··· GIVEN TEXT ···

Spain may of course hope for external help from Brussels and the ECB, but there are chances that such help will amount to too little, too late. Spain needs to do something, although the range of actions it can take seems rather limited.
One thing it could do, as an earlier post advocated, is take liberties with the euro. This post gets back to the subject and examines a concrete example of how it could proceed.
Spain would emit promissory notes (IOUs) in order to relieve its economy in two ways:
- Inject liquidity in an economy paralyzed by a credit-crunch.
- Help finance a budget deficit that amounted to 8.9% in 2011, and that Spain would be supposed to reduce to 5.9% in 2012. If it tries to do so, additional austerity measures will aggravate the recession (and possibly trigger the collapse), if it does not, it will face prohibitive rates and won't be able to get the money from the markets.
There are certainly many ways in which a promissory note scheme may be designed. Let's see what it could look like:
- The Spanish government discloses in advance all details of its scheme (because promissory notes, just like money, require confidence, and thus transparency).
- Notes (IOUs) entitle the holder to receive a payment in euros on June 1st, 2015.
- Each month, the government emits notes for a maximum nominal amount of 4 billion euros, for a limited period of two years. That's roughly half the deficit, and 10% of the budget.
- IOUs are issued in notes of 1, 10, 100 or more euros and printed on paper. They are directly used to pay for the domestic expenses of the state, according to a given ratio (a civil-servant making 1,600 euros a month would receive 1,400 euros and 200 "notes" to be withdrawn at a post-office).
- The notes bear no interest. Technically, this means that the beneficiary of the note offers a discount to the Spanish government. With 3-year market rates at 5%, notes are worth about 86% of their face value at the moment of emission.
- Banks are allowed to open current accounts for notes. They can offer short-term loans in notes, and exchange euros for notes, or conversely, at market rate.
- In addition to the scheme, the government implements reforms for improving competitiveness (and having a more flexible labor market).
|One the face of it, not much different from money|
Several questions must be positively answered for the system to work:
- Would civil servants accept to be partially paid in notes ? This is highly likely. In the example above, the civil-servant would abandon 1.75% of its salary, a decrease that would remain mostly virtual if the the civil servant is able to buy things with the notes.
- Would merchants then accept the notes ? This is again quite likely. In the depressed state of the Spanish economy, they would rather be glad to sell anything at all. In which proportion they accept notes, or whether they accept them at face value, may in fact soon become key selling points.
- How would react the international financial markets ? This is a more debatable question, but it not unreasonable to think that markets would welcome the scheme, and that the rates on Spanish Government Bonds would return to affordable levels. What we've seen in the crisis so far is that the markets are wary of Brussels inaction, but react favorably to anything that looks like a solution, even a partial or temporary one (markets have been quite keynesian so far, in showing some distrust of austerity - dig Krugman's blog for evidence).
More liquidity, less fiscal pressure. Would that be enough to restore growth? Maybe, maybe not, but at least it would help. And apart from growth, it should also have a positive side effect on banks.
People won't exchange their notes for euros. They will as much as possible do the opposite, spend notes and save euros (Gresham's law: bad money chases out good), lowering the pressure on the balance sheet of banks.

···

--- TASKS FOR THIS EXERCISE ---
(a) In the text on Spanish promissory notes, on what date would the notes entitle the holder to a payment in euros?
(b) Report each line of the listing that contains the string "standing", treating uppercase and lowercase letters as different.
The text on Spanish promissory notes and the listing after it are unrelated material.

··· RECORDS PROVIDED ···

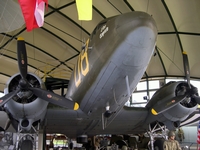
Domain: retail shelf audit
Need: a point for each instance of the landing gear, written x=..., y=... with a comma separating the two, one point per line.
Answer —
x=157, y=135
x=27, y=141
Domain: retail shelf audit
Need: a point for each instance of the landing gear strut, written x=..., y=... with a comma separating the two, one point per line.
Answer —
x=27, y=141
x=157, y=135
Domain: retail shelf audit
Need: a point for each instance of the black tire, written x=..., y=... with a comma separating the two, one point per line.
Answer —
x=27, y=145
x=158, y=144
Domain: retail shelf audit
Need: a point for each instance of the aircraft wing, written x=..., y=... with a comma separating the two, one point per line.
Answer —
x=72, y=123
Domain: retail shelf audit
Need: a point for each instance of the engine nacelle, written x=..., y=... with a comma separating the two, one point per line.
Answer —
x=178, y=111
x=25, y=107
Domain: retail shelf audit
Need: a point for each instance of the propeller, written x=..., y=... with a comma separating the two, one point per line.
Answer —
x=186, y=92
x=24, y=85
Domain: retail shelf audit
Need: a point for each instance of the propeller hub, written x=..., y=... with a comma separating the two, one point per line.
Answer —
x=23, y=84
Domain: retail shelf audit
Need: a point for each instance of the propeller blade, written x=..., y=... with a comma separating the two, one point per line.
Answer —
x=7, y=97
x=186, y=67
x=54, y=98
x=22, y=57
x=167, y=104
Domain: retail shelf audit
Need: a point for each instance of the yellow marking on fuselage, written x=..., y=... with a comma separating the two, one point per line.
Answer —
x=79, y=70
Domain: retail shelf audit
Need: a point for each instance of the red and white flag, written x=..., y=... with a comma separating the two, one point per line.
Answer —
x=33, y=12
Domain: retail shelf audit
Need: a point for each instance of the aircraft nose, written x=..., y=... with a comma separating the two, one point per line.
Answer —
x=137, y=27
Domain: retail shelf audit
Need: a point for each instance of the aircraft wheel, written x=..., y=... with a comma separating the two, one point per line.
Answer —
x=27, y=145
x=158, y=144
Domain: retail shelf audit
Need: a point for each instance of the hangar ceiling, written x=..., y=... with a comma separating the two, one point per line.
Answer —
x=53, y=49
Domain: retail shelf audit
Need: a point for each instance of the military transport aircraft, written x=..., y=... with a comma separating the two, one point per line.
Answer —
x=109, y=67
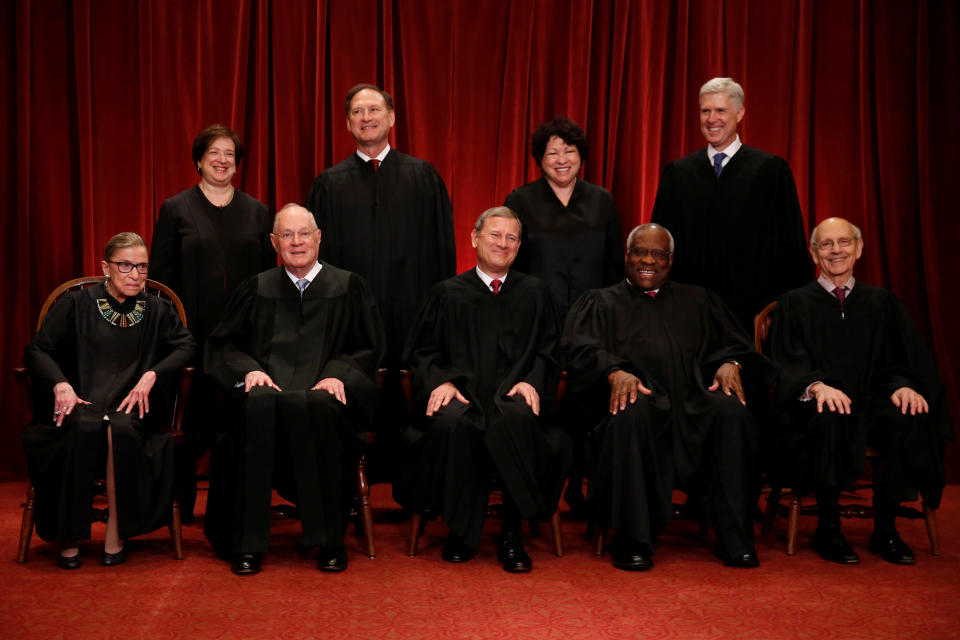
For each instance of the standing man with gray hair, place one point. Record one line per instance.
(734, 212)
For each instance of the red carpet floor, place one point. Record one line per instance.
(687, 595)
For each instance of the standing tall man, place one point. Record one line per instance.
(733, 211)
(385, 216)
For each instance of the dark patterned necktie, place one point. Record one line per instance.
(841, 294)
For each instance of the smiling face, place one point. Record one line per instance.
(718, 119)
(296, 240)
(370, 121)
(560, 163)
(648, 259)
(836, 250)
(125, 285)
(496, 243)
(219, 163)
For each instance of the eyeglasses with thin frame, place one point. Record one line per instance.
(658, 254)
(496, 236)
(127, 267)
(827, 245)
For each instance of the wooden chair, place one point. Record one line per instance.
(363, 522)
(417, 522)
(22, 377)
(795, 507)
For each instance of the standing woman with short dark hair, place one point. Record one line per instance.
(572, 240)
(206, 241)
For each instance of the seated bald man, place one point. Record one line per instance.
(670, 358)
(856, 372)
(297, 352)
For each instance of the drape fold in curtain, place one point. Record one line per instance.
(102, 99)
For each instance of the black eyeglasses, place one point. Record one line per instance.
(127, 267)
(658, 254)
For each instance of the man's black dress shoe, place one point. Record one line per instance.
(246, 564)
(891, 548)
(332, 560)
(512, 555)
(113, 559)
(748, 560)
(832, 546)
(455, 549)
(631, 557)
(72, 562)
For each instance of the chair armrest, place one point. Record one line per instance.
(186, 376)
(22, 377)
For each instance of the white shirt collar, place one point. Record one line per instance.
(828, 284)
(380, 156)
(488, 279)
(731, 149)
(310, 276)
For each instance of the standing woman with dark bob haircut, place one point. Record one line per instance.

···

--- RESPONSES TO THE EXERCISE ---
(a) June 1st, 2015.

(b)
For each instance of the standing man with gray hair, place one point. Record one line per instance.
For each instance of the standing tall man, place one point. Record one line per instance.
For each instance of the standing woman with short dark hair, place one point. Record one line per instance.
For each instance of the standing woman with dark bob haircut, place one point. Record one line per instance.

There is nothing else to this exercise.